─── Task inputs
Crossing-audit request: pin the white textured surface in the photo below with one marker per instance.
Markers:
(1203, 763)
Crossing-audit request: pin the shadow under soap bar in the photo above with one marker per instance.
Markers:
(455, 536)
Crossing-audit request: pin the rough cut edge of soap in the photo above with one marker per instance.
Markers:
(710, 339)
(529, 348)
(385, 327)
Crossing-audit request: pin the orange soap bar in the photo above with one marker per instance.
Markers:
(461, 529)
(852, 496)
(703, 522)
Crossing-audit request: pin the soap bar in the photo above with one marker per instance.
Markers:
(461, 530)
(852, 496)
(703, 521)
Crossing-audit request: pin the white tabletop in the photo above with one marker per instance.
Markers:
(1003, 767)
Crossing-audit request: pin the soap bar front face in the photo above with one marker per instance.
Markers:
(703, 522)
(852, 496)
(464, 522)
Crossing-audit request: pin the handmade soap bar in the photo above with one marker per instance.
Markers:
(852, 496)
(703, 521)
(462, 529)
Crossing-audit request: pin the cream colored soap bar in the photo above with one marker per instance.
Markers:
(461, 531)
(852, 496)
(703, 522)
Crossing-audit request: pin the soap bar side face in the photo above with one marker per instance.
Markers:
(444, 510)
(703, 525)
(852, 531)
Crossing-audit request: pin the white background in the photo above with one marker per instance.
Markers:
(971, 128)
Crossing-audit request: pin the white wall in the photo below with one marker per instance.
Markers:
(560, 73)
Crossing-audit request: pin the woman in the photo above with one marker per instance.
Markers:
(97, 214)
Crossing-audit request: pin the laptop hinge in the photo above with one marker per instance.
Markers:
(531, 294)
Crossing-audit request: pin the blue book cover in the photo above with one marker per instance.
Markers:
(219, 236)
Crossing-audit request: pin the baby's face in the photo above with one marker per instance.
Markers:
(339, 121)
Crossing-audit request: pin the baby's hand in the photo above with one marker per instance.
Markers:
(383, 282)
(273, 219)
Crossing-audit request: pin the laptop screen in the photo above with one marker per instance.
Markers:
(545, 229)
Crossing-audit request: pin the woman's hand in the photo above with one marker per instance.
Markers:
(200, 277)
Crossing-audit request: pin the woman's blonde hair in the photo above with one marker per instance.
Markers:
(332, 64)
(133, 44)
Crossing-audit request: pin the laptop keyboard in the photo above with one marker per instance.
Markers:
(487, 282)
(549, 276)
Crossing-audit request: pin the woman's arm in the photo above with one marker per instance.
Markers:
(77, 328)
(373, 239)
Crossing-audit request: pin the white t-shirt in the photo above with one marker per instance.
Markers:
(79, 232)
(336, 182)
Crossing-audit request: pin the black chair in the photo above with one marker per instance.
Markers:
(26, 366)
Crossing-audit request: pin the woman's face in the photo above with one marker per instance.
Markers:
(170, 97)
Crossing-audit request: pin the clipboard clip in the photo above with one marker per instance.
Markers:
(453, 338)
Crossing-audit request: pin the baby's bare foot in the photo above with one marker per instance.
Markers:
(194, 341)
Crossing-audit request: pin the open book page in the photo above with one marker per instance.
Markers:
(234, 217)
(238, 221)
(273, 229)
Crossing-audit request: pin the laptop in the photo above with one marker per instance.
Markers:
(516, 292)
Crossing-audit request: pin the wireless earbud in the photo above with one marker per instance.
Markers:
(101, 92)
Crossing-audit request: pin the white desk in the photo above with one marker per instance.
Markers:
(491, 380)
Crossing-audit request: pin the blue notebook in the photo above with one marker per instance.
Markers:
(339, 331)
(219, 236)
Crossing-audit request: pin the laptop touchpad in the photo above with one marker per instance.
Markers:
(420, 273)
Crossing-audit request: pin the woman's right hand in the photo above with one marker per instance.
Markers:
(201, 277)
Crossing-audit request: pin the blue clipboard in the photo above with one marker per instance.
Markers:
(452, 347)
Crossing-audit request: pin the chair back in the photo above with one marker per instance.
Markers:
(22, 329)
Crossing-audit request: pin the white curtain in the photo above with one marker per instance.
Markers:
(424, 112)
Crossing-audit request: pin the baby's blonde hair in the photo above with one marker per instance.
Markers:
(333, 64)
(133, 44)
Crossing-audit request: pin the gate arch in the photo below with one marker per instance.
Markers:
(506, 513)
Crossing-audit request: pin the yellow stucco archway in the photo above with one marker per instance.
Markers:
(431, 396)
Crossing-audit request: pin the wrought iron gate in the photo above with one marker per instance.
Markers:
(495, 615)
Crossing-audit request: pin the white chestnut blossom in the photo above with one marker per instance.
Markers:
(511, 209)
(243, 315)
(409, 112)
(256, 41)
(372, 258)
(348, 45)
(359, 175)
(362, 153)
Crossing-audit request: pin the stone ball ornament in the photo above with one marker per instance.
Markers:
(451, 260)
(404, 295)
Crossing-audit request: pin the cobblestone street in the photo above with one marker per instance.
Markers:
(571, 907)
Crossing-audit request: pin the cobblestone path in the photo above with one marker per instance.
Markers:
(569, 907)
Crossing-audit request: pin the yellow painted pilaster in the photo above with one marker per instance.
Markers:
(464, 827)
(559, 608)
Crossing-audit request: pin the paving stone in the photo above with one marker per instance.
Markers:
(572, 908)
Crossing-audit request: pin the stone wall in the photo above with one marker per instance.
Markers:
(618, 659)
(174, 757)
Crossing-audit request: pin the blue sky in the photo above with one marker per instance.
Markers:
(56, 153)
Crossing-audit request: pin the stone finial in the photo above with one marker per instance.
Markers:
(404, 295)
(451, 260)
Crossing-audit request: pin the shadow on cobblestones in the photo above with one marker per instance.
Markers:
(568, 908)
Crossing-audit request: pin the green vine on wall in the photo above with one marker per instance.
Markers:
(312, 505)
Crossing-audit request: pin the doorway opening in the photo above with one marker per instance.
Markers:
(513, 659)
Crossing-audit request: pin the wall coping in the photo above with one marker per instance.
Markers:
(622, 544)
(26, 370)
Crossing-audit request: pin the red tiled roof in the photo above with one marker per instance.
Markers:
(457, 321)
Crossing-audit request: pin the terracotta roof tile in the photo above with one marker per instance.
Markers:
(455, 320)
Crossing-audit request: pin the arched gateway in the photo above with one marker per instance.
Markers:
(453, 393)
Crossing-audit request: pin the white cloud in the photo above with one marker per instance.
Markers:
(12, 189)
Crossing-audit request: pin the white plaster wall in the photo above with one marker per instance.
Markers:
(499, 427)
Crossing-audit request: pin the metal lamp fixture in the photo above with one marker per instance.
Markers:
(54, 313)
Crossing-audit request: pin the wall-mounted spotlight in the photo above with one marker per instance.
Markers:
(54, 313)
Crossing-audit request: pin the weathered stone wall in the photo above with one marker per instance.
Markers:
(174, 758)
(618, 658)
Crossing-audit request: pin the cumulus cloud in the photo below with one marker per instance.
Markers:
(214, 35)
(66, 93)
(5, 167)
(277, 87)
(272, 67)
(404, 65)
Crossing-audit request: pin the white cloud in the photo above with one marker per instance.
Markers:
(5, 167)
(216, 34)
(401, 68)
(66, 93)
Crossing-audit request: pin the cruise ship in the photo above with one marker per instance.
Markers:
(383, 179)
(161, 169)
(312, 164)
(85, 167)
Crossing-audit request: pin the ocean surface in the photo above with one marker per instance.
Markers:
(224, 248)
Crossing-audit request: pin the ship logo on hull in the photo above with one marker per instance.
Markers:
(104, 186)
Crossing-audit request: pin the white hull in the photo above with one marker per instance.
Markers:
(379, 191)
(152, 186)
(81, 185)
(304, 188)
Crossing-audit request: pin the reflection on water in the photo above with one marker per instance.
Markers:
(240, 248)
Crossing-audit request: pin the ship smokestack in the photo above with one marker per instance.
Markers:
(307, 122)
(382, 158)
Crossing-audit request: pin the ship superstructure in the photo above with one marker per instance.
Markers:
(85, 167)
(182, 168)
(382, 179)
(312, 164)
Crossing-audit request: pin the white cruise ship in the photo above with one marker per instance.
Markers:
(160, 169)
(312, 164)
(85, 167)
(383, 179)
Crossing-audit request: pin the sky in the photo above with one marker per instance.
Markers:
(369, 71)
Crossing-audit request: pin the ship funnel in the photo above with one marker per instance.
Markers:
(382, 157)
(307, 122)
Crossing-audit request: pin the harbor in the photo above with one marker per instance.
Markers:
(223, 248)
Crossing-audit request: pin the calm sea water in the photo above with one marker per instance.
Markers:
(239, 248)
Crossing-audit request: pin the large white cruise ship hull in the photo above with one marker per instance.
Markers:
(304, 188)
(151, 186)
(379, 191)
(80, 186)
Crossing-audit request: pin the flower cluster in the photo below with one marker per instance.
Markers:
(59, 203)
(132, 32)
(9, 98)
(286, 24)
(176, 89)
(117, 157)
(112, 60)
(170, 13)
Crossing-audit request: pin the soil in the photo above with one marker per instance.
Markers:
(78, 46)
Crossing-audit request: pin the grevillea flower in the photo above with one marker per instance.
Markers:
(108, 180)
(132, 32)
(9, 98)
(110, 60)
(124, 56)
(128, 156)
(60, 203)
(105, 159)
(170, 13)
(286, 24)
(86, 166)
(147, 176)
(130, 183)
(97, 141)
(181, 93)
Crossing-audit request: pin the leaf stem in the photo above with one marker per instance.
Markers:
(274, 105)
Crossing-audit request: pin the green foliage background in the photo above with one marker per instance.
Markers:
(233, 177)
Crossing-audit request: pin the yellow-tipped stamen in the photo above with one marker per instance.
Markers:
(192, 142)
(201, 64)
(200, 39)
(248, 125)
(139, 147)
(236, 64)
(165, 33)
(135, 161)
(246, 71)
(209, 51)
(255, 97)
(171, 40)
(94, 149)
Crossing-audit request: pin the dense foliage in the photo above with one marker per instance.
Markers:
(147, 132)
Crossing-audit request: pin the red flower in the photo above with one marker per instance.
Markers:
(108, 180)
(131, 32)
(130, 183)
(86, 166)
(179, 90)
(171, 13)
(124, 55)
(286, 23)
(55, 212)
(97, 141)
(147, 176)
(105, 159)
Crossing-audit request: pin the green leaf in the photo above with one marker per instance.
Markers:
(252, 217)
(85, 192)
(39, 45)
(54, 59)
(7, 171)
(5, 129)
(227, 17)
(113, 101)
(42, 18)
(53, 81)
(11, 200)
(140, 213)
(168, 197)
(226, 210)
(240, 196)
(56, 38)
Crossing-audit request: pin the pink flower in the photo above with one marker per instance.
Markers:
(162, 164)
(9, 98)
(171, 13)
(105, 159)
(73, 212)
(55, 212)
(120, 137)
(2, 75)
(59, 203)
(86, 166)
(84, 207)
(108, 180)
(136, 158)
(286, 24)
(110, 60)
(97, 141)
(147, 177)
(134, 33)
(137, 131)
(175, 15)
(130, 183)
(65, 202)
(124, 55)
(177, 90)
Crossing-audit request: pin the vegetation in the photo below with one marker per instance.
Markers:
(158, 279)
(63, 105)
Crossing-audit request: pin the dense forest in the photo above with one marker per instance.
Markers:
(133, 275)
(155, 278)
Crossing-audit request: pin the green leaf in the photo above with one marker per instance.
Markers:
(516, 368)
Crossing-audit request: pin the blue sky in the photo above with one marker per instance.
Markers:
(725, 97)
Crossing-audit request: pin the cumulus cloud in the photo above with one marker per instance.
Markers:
──────
The exercise:
Copy, character for character, the lines from the line that holds "Crossing-audit request: pin the vegetation" through the final line of the records above.

Result of the task:
Crossing-audit request: pin the vegetation in the photo below with one marker per instance.
Markers:
(158, 279)
(63, 105)
Crossing-audit request: pin the dense forest in the photo above with one marker per instance.
Markers:
(133, 275)
(155, 278)
Crossing-audit request: pin the green leaf in the photo above with one marker per instance.
Markers:
(516, 368)
Crossing-audit request: pin the blue sky in the photo above with one marker per instance.
Markers:
(725, 97)
Crossing-audit request: pin the cumulus cloud in the photo above with one marker per instance.
Markers:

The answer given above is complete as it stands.